[Problem description] Format the entries as a Markdown table with the columns Row and Content, starting at the line that contains "TARGET = foreground vegetation" and ending with the last line of the entries. Number each line in Row, put the line itself in Content, and omit any blank lines.

Saved entries:
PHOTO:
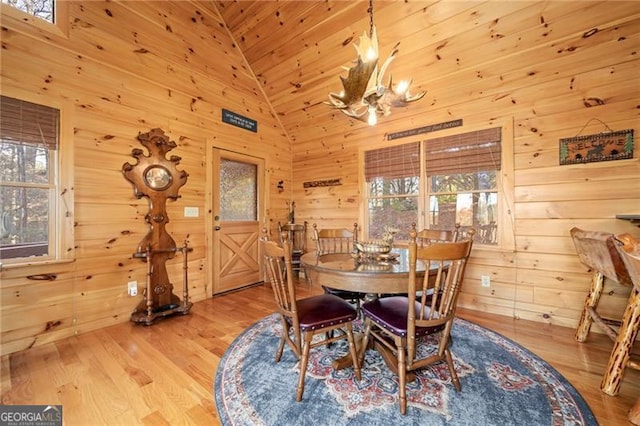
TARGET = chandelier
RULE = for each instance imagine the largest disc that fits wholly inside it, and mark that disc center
(364, 92)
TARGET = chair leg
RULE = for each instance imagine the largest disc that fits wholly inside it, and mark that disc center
(354, 351)
(365, 341)
(303, 365)
(621, 351)
(584, 325)
(283, 339)
(452, 370)
(402, 375)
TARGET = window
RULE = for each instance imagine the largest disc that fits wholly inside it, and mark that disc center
(437, 183)
(40, 8)
(392, 175)
(47, 15)
(462, 187)
(35, 208)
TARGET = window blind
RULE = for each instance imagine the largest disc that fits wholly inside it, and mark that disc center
(392, 162)
(28, 123)
(464, 153)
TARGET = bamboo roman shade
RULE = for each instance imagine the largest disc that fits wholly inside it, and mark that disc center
(393, 162)
(464, 153)
(28, 123)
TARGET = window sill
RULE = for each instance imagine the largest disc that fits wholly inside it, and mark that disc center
(21, 265)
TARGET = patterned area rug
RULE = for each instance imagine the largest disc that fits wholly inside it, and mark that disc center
(502, 384)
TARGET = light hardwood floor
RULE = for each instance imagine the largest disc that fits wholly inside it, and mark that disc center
(163, 374)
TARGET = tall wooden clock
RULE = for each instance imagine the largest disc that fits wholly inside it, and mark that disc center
(157, 178)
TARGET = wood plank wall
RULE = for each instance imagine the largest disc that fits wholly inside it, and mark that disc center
(125, 68)
(556, 69)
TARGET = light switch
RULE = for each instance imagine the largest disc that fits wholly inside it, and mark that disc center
(191, 212)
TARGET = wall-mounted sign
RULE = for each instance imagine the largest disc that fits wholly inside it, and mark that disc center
(238, 120)
(425, 129)
(328, 182)
(605, 146)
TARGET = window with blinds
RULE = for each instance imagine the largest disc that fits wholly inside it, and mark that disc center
(28, 152)
(459, 175)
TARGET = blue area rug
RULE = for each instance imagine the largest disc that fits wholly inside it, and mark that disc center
(502, 384)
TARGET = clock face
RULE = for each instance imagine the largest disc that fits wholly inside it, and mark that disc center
(157, 177)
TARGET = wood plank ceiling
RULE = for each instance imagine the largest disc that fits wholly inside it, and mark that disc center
(298, 49)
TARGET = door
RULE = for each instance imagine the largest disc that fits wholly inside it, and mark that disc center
(237, 212)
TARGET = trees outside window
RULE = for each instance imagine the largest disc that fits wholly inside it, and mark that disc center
(436, 183)
(29, 135)
(43, 9)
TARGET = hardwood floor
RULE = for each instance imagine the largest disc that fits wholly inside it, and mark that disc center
(131, 374)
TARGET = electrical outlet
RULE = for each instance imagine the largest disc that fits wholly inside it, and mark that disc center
(485, 281)
(132, 288)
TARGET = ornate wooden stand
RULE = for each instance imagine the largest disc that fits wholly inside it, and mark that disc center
(156, 177)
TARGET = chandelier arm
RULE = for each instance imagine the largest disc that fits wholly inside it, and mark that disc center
(364, 92)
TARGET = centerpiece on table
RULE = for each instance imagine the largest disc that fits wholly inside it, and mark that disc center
(377, 249)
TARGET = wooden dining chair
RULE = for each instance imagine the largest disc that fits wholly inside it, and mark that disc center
(598, 251)
(629, 249)
(337, 240)
(302, 319)
(297, 234)
(396, 323)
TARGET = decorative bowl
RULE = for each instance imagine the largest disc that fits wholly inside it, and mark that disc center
(373, 247)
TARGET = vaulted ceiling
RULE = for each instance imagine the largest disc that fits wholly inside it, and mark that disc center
(298, 49)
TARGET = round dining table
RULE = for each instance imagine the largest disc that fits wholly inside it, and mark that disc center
(384, 274)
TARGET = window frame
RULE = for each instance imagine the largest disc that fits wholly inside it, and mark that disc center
(61, 208)
(59, 26)
(504, 182)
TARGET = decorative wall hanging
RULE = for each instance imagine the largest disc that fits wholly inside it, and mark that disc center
(605, 146)
(425, 129)
(156, 177)
(318, 183)
(238, 120)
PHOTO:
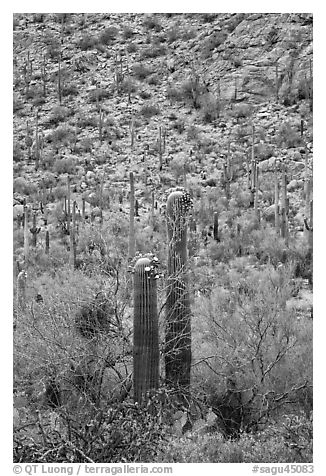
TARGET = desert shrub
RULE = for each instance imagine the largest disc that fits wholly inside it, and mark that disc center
(87, 120)
(209, 17)
(98, 94)
(54, 49)
(61, 136)
(127, 32)
(212, 42)
(18, 104)
(58, 114)
(144, 94)
(86, 144)
(304, 89)
(263, 333)
(125, 433)
(87, 42)
(174, 94)
(69, 90)
(132, 48)
(128, 85)
(178, 165)
(179, 125)
(18, 154)
(153, 80)
(193, 133)
(141, 71)
(264, 151)
(241, 111)
(270, 446)
(210, 108)
(35, 93)
(151, 22)
(49, 179)
(149, 111)
(153, 52)
(108, 35)
(23, 187)
(65, 165)
(173, 34)
(287, 137)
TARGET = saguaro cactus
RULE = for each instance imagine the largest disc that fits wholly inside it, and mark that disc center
(146, 341)
(277, 198)
(26, 237)
(215, 227)
(285, 206)
(47, 242)
(35, 230)
(21, 289)
(178, 323)
(132, 242)
(73, 246)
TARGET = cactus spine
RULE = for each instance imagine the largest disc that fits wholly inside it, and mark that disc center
(146, 341)
(178, 324)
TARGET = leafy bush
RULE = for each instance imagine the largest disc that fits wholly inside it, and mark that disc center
(132, 48)
(108, 35)
(264, 334)
(64, 166)
(58, 114)
(140, 71)
(127, 32)
(151, 22)
(274, 445)
(174, 94)
(69, 90)
(153, 52)
(23, 187)
(98, 94)
(149, 111)
(210, 108)
(212, 42)
(87, 42)
(18, 154)
(241, 111)
(287, 137)
(62, 136)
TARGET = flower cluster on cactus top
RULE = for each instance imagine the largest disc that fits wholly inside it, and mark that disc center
(153, 264)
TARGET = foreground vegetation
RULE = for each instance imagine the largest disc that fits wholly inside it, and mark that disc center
(90, 197)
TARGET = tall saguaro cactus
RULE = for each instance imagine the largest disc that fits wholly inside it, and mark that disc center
(132, 243)
(178, 322)
(277, 198)
(285, 206)
(26, 236)
(146, 341)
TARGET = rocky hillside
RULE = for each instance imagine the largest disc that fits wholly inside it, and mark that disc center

[Output of the exercise]
| Row | Content |
|---|---|
| 1 | TARGET = foreground vegetation |
| 2 | RULE = for each instance imagine the largest disc that fits wholly inside it, and mark that disc center |
| 3 | (90, 197) |
| 4 | TARGET = tall saguaro cactus |
| 5 | RULE = for each instance imagine the largest disc that fits wholly inside it, and mark that disc center |
| 6 | (132, 243) |
| 7 | (178, 322) |
| 8 | (277, 198) |
| 9 | (285, 206) |
| 10 | (26, 236) |
| 11 | (146, 341) |
| 12 | TARGET = rocky hillside |
| 13 | RULE = for each instance imagine the largest disc that fits wholly inside it, and mark that disc center |